Directions for this task: Count the lines in the items below that contain the word "moss". Reply with the number alone.

Recorded data:

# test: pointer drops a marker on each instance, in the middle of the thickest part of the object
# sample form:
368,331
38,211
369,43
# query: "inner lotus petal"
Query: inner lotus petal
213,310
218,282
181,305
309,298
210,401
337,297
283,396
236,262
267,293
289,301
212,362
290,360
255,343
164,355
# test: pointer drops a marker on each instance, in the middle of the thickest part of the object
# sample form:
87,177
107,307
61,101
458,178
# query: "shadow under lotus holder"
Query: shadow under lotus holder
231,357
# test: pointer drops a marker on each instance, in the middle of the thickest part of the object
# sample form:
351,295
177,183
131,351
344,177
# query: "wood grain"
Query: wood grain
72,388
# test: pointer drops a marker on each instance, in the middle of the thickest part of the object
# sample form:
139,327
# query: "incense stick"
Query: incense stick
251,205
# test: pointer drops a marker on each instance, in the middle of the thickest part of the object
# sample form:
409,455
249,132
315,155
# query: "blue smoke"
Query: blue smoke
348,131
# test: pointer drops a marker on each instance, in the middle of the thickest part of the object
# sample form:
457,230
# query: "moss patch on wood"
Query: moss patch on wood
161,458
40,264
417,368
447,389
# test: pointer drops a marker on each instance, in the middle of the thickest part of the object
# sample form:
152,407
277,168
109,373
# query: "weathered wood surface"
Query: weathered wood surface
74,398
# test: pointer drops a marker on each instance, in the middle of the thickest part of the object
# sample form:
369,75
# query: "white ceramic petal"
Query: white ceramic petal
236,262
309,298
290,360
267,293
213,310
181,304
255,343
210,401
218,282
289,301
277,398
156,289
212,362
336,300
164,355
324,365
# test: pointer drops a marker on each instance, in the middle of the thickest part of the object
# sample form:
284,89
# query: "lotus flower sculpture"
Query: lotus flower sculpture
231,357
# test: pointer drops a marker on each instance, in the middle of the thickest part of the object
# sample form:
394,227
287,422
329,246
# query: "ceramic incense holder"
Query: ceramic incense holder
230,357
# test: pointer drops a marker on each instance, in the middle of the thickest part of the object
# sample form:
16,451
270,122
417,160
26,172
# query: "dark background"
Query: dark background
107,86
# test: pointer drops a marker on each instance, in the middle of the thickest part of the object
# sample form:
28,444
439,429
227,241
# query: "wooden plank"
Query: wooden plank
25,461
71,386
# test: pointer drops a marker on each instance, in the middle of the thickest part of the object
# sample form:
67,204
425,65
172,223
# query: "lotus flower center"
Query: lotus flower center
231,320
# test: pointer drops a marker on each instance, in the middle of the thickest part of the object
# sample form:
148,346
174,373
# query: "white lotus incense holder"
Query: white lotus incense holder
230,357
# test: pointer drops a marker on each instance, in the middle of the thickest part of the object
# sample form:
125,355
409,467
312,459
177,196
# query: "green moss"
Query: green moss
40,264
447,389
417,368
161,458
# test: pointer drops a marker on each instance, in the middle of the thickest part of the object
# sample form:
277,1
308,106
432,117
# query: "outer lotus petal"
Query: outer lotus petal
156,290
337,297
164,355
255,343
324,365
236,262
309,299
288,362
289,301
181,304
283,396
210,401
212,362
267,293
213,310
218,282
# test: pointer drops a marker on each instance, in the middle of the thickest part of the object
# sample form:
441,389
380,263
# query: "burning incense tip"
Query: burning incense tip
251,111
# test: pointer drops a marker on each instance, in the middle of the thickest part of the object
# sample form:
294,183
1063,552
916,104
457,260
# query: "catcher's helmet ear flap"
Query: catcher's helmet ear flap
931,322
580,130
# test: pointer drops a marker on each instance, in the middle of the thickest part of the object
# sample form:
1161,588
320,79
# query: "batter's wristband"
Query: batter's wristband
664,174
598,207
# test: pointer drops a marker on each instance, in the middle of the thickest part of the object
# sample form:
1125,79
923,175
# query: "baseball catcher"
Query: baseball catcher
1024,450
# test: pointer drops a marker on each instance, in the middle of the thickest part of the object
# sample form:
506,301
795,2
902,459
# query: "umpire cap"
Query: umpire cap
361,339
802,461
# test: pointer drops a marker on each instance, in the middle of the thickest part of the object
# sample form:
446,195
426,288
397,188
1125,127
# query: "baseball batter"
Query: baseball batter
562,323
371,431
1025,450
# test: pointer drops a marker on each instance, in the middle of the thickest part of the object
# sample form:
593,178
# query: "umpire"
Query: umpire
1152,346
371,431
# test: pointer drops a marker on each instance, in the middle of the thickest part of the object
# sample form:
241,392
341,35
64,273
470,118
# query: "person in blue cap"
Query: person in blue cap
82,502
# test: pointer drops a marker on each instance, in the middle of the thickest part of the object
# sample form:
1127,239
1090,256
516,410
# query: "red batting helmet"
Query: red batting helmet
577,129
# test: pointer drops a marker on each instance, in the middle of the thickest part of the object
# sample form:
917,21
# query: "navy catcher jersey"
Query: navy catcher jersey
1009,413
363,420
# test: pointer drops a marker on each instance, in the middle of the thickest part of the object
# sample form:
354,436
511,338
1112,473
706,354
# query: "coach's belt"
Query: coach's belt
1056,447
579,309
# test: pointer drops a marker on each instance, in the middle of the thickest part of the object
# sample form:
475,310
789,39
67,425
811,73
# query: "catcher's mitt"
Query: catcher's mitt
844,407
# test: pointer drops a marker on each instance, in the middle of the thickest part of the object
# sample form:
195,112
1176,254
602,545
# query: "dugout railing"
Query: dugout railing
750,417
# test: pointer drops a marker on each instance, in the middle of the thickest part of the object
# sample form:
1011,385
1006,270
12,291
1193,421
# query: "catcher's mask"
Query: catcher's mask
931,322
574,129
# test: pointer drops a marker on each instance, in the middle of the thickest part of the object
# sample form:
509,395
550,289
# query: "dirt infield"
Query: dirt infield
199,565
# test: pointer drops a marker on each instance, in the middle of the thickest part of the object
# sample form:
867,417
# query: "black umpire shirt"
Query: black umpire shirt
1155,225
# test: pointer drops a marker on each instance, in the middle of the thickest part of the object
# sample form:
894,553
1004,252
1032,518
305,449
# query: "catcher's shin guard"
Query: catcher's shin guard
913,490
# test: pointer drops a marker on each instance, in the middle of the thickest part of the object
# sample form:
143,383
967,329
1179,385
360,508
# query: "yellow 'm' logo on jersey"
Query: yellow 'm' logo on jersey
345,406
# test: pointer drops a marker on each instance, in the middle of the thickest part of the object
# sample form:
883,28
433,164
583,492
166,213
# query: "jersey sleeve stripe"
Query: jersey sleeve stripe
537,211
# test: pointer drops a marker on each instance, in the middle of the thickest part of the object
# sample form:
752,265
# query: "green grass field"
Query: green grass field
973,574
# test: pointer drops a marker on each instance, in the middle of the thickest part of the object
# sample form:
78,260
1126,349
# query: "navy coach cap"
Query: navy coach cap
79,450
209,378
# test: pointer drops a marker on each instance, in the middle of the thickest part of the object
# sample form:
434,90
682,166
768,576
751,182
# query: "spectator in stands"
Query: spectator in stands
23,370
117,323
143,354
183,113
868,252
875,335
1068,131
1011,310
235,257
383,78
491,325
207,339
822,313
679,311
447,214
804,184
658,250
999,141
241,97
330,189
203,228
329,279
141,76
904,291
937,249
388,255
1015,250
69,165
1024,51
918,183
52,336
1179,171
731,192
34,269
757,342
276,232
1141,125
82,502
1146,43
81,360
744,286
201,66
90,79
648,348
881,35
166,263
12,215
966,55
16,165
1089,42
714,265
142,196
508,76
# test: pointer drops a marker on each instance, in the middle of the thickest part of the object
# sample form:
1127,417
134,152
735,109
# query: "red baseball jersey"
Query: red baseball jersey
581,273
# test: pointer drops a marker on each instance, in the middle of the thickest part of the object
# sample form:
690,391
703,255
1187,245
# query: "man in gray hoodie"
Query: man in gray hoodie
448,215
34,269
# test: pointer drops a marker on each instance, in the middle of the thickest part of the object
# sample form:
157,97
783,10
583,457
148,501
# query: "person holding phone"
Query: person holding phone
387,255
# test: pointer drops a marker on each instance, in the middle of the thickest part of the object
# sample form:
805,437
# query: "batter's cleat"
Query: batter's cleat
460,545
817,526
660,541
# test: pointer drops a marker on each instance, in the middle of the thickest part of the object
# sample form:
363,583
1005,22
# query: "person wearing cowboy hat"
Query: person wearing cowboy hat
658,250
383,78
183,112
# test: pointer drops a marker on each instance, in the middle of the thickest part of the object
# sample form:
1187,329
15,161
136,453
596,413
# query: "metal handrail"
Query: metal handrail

Reply to the task: 4